TASK DETAILS → Convert every line of the material below into a JSON list of strings, one string per line, with blank lines omitted and all pictures excluded.

- - - -

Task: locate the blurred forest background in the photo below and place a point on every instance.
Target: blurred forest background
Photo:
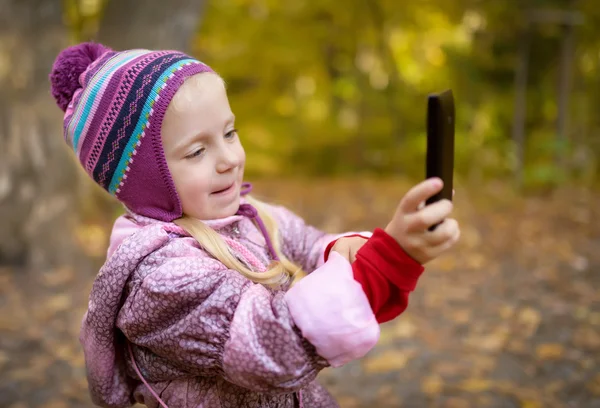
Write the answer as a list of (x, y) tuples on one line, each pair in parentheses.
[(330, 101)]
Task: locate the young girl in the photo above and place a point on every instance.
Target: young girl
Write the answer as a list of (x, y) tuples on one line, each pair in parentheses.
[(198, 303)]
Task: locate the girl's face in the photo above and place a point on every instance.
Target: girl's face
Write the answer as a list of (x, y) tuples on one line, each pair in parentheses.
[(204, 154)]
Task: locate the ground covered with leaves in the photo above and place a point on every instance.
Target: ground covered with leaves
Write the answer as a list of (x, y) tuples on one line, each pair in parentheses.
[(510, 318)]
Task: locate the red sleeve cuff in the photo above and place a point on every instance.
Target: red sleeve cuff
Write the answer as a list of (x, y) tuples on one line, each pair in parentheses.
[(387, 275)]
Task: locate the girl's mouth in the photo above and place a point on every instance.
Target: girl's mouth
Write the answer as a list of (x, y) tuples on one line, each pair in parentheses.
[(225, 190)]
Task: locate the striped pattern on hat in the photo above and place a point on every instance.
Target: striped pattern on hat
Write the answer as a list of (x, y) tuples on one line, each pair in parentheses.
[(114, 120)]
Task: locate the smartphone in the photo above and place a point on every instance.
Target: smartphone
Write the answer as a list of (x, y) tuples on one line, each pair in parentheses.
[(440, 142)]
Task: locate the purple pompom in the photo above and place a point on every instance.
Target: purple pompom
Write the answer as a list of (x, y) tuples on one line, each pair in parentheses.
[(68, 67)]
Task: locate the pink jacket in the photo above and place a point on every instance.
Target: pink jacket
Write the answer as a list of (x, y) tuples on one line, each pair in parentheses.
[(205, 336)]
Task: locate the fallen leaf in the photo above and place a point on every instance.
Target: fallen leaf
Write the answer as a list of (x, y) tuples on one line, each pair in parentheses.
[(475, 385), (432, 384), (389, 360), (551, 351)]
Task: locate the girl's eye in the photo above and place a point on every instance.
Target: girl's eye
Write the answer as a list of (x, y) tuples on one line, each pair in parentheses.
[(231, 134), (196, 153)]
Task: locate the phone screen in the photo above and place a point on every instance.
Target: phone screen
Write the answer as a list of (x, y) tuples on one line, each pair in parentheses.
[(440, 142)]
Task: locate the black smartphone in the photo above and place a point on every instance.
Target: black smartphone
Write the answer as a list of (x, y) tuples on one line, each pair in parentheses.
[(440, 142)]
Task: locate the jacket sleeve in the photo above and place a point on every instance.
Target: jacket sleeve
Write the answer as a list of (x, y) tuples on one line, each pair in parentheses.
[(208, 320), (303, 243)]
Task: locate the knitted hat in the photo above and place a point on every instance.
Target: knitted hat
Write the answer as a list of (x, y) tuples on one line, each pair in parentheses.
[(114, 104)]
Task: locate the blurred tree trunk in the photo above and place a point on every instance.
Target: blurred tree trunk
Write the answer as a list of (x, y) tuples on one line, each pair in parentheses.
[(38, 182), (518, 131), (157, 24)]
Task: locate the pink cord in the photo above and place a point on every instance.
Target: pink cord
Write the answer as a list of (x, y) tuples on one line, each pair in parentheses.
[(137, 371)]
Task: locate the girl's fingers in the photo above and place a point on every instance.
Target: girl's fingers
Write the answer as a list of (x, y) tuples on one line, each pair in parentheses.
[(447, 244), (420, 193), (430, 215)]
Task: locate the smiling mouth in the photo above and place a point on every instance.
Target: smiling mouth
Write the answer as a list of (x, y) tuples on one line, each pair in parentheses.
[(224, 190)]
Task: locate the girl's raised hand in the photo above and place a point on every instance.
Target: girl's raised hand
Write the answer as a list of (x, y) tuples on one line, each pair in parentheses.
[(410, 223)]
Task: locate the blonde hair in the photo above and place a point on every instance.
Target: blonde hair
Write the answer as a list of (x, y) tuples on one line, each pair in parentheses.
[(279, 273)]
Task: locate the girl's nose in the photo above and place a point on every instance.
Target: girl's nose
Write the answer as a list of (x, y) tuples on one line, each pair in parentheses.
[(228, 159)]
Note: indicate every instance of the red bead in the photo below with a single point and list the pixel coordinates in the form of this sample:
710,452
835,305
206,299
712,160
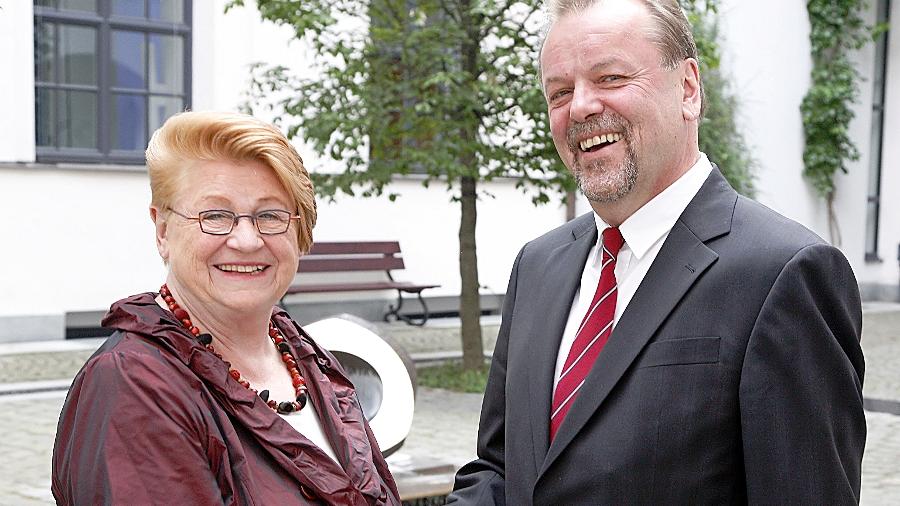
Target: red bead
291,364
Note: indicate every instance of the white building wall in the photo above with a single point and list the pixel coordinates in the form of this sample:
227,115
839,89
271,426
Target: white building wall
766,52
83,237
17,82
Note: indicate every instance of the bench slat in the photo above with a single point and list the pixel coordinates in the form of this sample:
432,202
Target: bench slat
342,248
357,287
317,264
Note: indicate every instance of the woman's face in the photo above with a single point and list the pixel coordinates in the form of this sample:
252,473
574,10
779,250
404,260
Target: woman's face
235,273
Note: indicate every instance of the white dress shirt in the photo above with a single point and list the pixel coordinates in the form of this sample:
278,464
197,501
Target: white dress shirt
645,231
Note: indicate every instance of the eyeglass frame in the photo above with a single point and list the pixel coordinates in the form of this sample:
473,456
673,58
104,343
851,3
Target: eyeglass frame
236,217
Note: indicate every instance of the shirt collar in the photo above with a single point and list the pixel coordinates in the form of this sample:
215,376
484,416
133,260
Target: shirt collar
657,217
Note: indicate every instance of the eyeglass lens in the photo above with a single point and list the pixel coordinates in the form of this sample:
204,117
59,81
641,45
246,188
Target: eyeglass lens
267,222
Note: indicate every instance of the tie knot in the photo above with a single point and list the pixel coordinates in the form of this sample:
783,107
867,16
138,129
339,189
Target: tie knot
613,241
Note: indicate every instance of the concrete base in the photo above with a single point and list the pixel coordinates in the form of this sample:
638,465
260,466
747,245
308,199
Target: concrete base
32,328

- - - -

TASK SOLUTION →
[
  "Task: locate the blurred forest background in the photo below and place a point on every instance.",
  "Target: blurred forest background",
  "Photo:",
  "Write the answer as a list of (x, y) tuples on one line, each pair in parentheses.",
  "[(330, 101)]",
  "Task: locate the young girl in the photo above and place a point on every instance.",
  "Target: young girl",
  "Write the answer as a list of (x, y) tuples on one line, each pair in parentheses.",
  "[(198, 303)]",
  "Task: locate the girl's face in the photo above and place a point on every instance.",
  "Target: girl's face",
  "Write the answer as a list of (x, y) tuples on one line, each pair in parentheses.",
  "[(204, 154)]",
  "Task: locate the ground covered with leaves in the photo above and place a point on every instance.",
  "Target: ground covered with leaves",
  "Write the answer as a list of (x, y) tuples on one line, each pair in parentheses.",
  "[(510, 318)]",
  "Task: locate the red sleeve cuff in the photo above and place a point on every instance.",
  "Target: red sleeve cuff",
  "Write the answer as a list of (x, y) tuples on one line, each pair in parentheses.",
  "[(387, 275)]",
  "Task: locate the girl's mouth in the photo above and place a point on every instance.",
  "Target: girl's mouth",
  "Write the answer as a list of (x, y) tuples on one line, each pair in parentheses.",
  "[(225, 190)]",
  "Task: locate the striped pattern on hat in the photo above and place a point on every instance.",
  "Target: striped pattern on hat",
  "Write the answer as a list of (x, y) tuples on one line, each pair in parentheses.",
  "[(114, 120)]",
  "Task: locate the smartphone in the photo above and place a point on every instance.",
  "Target: smartphone",
  "Write the answer as a list of (x, y) tuples on one line, each pair in parentheses.",
  "[(440, 142)]",
  "Task: locate the purple pompom in the photo above and place a point on every instance.",
  "Target: purple pompom",
  "Write the answer as a list of (x, y) tuples on one line, each pair in parentheses.",
  "[(68, 67)]",
  "Task: locate the pink jacket in the photo above and place a point on every instance.",
  "Target: pink jacket",
  "Write the answer as a list of (x, y) tuples on one line, each pair in parentheses.",
  "[(205, 336)]",
  "Task: locate the fallen leaf in the photo above and place a point on every instance.",
  "Target: fallen leaf",
  "Write the answer as a list of (x, y) tuples on one line, each pair in parentheses.",
  "[(475, 385), (432, 384), (389, 360), (551, 351)]",
  "Task: locate the girl's eye in the photo above and place a point on every instance.",
  "Target: girl's eye",
  "Write the answer as a list of (x, y) tuples on one line, each pair in parentheses.",
  "[(231, 134), (196, 153)]",
  "Task: locate the phone screen in the photo above and place a point on every instance.",
  "Target: phone screen",
  "Write the answer as a list of (x, y) tuples on one line, each pair in parentheses.",
  "[(440, 142)]",
  "Task: locate the black smartphone in the photo above and place a point on every instance.",
  "Target: black smartphone",
  "Write the answer as a list of (x, y) tuples on one line, each pair in parentheses.",
  "[(440, 142)]",
  "Task: locate the jacket sleeve in the photo above and place a point on every instance.",
  "Target: jacket sleeve",
  "Write the answer as a list of (x, y) tuples on one line, each pair in parentheses.",
  "[(208, 320), (303, 243)]",
  "Task: locate the knitted hat in the photo above and place a point on every instance.",
  "Target: knitted hat",
  "Write the answer as a list of (x, y) tuples on one line, each pair in parentheses.",
  "[(114, 104)]",
  "Task: locate the blurred tree trunk in the photo above and place a point on every instance.",
  "Target: blurred tree trunk",
  "Write the answer as a list of (x, y) tuples on one line, each pair in parentheses.",
  "[(38, 182), (518, 131), (157, 24)]",
  "Task: locate the pink cord in the photo above and place a point on every instance.",
  "Target: pink cord",
  "Write the answer as a list of (x, y) tuples on one line, each pair in parentheses.",
  "[(137, 371)]",
  "Task: locate the girl's fingers in the photo above and place a point on every instance.",
  "Target: girl's fingers",
  "Write the answer as a list of (x, y) tuples on one line, each pair in parentheses.",
  "[(447, 244), (420, 193), (430, 215)]",
  "Task: locate the smiling mouth in the photo above and place a point on every instance.",
  "Target: smiling mouth",
  "Write the answer as a list of (x, y) tuples on one line, each pair in parentheses.",
  "[(224, 190)]",
  "Task: locate the girl's raised hand in the photo above and place a point on every instance.",
  "Target: girl's raised hand",
  "Write the answer as a list of (x, y) tuples on one line, each pair in parentheses.",
  "[(410, 223)]",
  "Task: locate the blonde hair in the photo above and place a point on every instance.",
  "Target: blonde hair",
  "Write the answer as a list of (x, y) tuples on one line, each pair in parentheses.",
  "[(279, 273)]",
  "Task: locate the girl's nose in the photo above and place a point on every instance.",
  "Target: girl's nose",
  "Write the answer as a list of (x, y) tuples on one line, each pair in parentheses.",
  "[(228, 159)]",
  "Note: indicate every instance of the red bead in the photo below with a single point and list the pixel coordinates in the form of this sample:",
  "710,452",
  "835,305",
  "206,299",
  "712,160",
  "Target: red bead",
  "291,364",
  "Note: indicate every instance of the white building wall in the photo above with a single point and list the pixel coordinates in the form of this sample:",
  "227,115",
  "839,89",
  "271,426",
  "Target: white building wall",
  "766,52",
  "83,237",
  "17,82",
  "Note: indicate every instance of the bench slat in the photo above with a single point and list the pixel coordinates in the form of this sample:",
  "432,202",
  "Target: bench slat",
  "342,248",
  "357,287",
  "317,264",
  "Note: indicate every instance of the woman's face in the photo above with a single point and list the pixel coordinates in the form of this sample:",
  "252,473",
  "574,10",
  "779,250",
  "404,260",
  "Target: woman's face",
  "235,273",
  "Note: indicate every instance of the white dress shirt in the photo above with a single point and list the pixel coordinates in the form of this sample:",
  "278,464",
  "197,501",
  "Target: white dress shirt",
  "645,231",
  "Note: indicate every instance of the eyeglass frame in the photo above with a single point and list the pixel coordinates in the form of this sample:",
  "473,456",
  "673,58",
  "104,343",
  "851,3",
  "Target: eyeglass frame",
  "236,217",
  "Note: indicate every instance of the shirt collar in the photo above with a single point and list the pixel coordinates in the form of this sample:",
  "215,376",
  "484,416",
  "133,260",
  "Target: shirt collar",
  "657,217",
  "Note: indicate every instance of the eyeglass lens in the photo above with a single point and list the pixel coordinates in the form of this sample:",
  "204,117",
  "59,81",
  "641,45",
  "246,188",
  "Target: eyeglass lens",
  "267,222",
  "Note: indicate every instance of the tie knot in the photo above with a single point and list the pixel coordinates in the form of this sample:",
  "783,107",
  "867,16",
  "138,129",
  "339,189",
  "Target: tie knot",
  "613,241",
  "Note: indicate every instance of the concrete base in the photo above with a single point and list the pixel coordinates in the form of this sample:",
  "638,465",
  "260,466",
  "747,245",
  "308,199",
  "Target: concrete base",
  "32,328"
]